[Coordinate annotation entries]

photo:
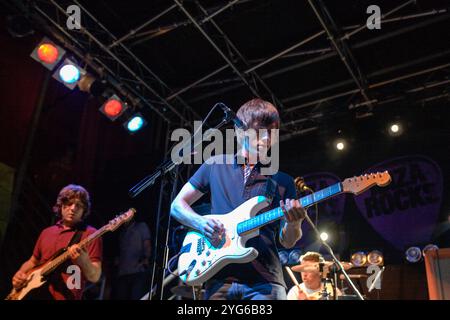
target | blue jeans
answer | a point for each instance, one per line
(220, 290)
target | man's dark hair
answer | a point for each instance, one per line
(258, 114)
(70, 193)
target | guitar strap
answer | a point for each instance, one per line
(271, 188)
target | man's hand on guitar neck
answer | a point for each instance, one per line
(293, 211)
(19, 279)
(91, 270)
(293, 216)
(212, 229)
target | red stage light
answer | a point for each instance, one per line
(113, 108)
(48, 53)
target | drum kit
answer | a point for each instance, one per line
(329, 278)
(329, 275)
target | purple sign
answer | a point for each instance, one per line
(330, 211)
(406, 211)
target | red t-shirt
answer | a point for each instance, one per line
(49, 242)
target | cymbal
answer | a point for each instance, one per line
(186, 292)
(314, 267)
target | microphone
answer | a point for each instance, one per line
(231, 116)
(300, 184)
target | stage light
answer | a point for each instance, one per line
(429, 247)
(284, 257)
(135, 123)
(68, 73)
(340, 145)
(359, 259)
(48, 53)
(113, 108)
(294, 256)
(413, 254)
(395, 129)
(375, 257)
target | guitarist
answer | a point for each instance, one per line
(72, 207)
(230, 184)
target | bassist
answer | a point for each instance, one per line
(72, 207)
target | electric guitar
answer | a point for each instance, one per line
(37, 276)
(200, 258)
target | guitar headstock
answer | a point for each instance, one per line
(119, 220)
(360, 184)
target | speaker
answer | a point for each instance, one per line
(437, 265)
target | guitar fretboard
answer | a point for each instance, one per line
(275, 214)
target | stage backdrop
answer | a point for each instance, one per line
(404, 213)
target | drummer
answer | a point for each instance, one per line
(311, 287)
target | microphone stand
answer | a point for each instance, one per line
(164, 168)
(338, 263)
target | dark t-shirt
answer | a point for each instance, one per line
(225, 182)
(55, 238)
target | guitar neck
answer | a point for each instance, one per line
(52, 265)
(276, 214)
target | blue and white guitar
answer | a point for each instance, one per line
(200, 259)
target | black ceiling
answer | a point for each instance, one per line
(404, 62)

---

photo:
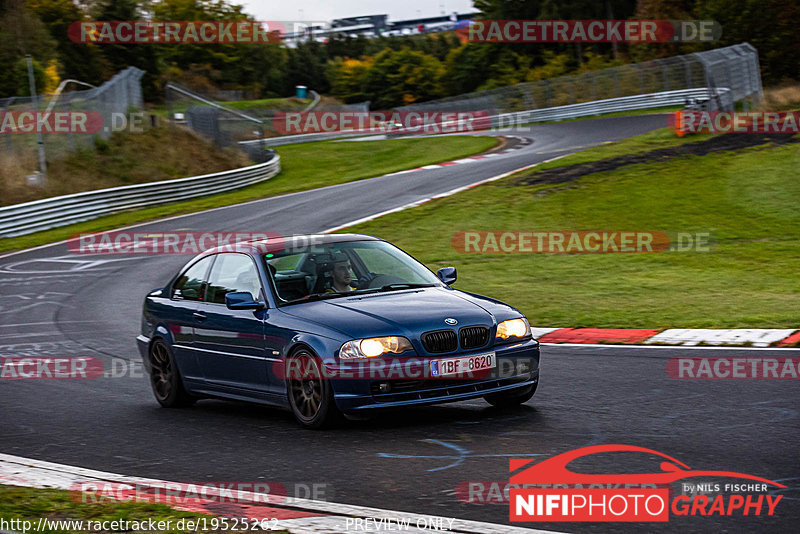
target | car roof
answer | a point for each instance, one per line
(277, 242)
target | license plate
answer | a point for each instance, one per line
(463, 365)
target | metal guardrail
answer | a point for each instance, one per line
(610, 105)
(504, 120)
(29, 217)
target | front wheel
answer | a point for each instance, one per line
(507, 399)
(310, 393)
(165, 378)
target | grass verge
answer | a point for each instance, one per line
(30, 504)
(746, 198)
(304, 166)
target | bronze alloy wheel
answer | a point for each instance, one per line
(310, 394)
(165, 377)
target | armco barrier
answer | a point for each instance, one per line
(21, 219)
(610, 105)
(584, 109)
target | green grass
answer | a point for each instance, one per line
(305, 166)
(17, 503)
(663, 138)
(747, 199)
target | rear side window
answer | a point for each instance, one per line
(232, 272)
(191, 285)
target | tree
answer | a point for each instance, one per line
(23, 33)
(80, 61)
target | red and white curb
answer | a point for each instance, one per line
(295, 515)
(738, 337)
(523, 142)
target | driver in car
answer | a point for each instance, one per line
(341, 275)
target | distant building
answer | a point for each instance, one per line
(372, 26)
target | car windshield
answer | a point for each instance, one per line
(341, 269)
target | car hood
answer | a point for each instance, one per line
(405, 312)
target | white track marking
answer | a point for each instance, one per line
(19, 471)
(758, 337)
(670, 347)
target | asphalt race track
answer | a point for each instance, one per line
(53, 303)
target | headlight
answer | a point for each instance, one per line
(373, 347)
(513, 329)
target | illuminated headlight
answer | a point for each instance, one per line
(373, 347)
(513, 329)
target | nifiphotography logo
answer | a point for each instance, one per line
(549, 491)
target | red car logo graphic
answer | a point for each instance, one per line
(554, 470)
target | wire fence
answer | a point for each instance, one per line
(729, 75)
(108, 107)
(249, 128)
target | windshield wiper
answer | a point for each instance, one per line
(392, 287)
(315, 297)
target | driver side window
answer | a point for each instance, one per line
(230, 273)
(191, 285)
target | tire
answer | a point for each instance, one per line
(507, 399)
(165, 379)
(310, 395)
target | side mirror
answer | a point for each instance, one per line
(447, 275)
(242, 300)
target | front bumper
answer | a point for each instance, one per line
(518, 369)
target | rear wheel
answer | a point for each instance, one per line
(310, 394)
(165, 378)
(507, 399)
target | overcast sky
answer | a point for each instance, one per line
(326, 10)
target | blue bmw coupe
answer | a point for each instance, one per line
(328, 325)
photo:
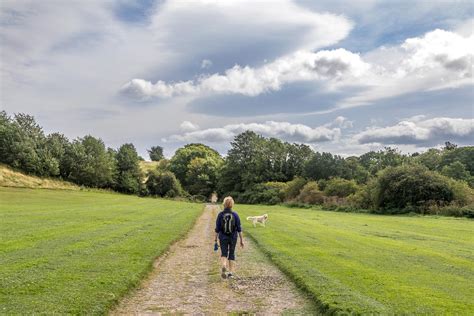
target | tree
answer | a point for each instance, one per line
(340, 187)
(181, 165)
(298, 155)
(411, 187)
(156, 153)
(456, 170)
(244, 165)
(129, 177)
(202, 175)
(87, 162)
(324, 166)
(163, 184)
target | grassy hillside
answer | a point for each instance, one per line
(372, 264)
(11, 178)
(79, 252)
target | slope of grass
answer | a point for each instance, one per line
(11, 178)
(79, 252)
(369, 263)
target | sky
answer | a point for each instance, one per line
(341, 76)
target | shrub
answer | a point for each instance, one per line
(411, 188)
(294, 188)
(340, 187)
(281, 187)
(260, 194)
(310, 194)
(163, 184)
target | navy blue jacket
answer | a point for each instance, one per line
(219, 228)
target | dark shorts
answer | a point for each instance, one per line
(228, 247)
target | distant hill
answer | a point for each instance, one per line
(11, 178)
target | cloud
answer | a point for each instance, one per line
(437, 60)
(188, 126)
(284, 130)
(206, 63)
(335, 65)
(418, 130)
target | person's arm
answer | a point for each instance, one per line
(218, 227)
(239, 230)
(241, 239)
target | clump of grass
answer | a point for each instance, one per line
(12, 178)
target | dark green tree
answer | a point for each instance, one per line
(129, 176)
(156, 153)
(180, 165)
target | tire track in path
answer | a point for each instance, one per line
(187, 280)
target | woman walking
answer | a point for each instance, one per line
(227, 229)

* * *

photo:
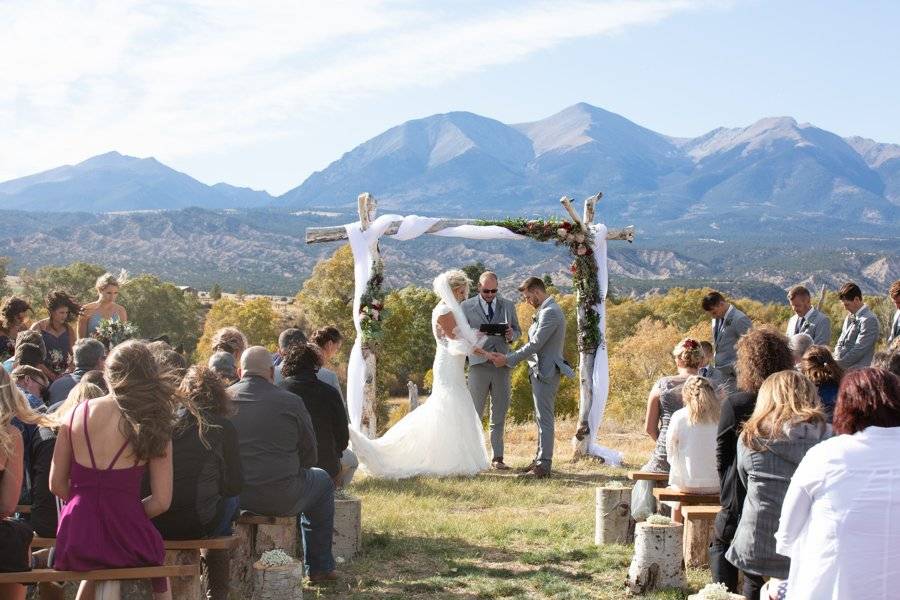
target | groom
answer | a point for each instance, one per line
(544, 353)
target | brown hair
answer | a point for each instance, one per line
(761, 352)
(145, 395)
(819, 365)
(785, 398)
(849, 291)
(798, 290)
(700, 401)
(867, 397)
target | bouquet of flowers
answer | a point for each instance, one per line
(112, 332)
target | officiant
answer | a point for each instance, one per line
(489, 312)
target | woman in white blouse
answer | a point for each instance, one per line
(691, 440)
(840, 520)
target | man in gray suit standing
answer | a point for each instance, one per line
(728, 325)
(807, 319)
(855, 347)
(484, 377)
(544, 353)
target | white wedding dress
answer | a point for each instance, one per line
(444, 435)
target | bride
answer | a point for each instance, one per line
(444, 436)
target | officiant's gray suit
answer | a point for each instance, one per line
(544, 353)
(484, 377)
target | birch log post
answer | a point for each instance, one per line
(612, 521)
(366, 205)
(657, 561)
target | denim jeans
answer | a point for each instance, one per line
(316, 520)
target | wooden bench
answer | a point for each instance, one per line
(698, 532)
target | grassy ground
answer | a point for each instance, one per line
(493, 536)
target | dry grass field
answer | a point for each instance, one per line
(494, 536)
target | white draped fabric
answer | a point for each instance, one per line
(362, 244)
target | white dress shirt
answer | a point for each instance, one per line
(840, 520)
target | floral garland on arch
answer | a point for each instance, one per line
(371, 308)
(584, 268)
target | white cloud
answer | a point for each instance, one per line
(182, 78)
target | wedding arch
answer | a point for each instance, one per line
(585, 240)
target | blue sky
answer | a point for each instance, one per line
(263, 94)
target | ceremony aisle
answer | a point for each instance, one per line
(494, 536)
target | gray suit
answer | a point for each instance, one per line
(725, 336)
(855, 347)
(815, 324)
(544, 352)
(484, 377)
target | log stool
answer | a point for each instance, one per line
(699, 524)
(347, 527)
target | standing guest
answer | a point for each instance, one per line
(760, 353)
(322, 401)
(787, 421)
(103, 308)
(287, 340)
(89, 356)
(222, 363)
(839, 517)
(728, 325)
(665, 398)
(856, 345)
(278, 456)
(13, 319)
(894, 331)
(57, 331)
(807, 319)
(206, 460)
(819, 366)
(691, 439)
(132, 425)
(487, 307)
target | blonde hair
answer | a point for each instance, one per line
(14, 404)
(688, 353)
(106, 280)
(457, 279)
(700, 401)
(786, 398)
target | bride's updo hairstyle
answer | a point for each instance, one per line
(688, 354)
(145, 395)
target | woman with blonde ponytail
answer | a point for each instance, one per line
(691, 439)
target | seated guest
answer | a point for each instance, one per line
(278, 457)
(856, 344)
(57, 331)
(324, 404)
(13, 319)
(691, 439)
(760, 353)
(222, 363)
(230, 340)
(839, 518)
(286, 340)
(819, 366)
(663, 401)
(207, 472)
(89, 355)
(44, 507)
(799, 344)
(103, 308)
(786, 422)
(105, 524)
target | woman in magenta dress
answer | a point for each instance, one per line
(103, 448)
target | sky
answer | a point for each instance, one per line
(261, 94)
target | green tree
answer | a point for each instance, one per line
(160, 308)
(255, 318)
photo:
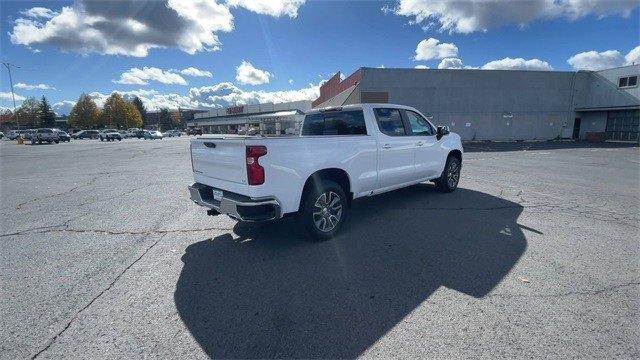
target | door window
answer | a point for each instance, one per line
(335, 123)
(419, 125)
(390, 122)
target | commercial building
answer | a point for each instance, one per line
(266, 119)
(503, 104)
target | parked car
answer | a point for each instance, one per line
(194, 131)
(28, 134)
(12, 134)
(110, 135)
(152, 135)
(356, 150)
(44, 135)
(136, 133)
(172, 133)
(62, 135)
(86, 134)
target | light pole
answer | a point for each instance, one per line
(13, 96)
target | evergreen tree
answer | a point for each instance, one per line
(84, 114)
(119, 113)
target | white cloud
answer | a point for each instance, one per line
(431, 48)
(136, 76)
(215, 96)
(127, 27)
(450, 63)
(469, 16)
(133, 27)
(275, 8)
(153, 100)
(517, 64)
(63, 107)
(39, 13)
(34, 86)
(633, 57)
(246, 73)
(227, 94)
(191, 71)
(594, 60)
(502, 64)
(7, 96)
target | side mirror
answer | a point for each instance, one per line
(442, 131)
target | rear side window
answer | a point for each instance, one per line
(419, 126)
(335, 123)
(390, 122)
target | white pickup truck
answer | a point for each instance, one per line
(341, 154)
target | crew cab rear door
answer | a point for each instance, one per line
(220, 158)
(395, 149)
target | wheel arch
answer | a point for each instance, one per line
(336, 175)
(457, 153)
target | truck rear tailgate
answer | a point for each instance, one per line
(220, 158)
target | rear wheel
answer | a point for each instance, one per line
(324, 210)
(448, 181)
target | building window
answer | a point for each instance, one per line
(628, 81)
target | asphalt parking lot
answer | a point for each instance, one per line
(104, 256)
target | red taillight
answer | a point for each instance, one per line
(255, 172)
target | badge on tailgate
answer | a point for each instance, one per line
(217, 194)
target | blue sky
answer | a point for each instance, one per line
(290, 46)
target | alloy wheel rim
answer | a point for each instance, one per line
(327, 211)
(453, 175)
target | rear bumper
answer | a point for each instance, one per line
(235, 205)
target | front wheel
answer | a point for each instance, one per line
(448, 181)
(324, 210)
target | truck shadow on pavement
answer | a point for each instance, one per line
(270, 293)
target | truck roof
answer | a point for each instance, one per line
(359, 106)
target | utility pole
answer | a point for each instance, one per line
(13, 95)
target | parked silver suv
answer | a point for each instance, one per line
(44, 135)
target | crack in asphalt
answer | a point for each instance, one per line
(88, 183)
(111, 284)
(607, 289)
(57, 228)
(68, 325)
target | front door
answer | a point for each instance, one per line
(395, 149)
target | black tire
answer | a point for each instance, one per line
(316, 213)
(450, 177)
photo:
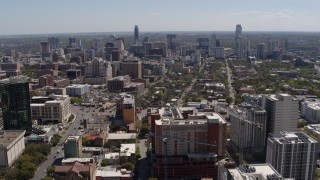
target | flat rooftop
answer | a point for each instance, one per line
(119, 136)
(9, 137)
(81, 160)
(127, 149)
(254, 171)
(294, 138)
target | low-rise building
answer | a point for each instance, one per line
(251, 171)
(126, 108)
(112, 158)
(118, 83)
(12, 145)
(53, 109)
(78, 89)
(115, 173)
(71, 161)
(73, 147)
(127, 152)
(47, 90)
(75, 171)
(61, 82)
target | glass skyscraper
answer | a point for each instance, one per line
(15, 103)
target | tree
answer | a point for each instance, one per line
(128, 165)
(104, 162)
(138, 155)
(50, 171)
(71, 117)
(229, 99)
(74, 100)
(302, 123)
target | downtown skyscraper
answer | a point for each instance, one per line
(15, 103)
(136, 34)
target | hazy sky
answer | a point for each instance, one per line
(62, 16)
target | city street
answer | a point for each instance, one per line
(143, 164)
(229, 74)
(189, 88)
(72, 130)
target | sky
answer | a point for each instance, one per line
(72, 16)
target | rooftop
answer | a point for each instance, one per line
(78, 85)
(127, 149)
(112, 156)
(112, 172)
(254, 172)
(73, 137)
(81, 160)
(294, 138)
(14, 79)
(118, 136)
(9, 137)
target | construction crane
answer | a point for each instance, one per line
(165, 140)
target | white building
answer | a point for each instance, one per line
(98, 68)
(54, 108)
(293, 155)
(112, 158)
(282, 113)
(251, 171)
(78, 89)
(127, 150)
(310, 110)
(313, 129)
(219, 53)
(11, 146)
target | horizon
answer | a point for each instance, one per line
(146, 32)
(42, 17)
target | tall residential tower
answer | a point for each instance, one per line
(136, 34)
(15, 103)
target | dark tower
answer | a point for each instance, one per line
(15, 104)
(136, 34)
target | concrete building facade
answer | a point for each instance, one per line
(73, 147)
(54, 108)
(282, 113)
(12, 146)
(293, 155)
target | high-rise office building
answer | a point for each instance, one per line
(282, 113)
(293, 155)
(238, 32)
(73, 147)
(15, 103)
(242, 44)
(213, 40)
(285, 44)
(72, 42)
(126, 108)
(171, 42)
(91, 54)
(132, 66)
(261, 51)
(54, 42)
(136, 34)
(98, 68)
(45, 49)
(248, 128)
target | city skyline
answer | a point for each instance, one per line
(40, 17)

**Objective:** Please return each line of the items above that contains the word "front", copied in full.

**Response to the exercise:**
target | front wheel
target | front bumper
target | front wheel
target | front door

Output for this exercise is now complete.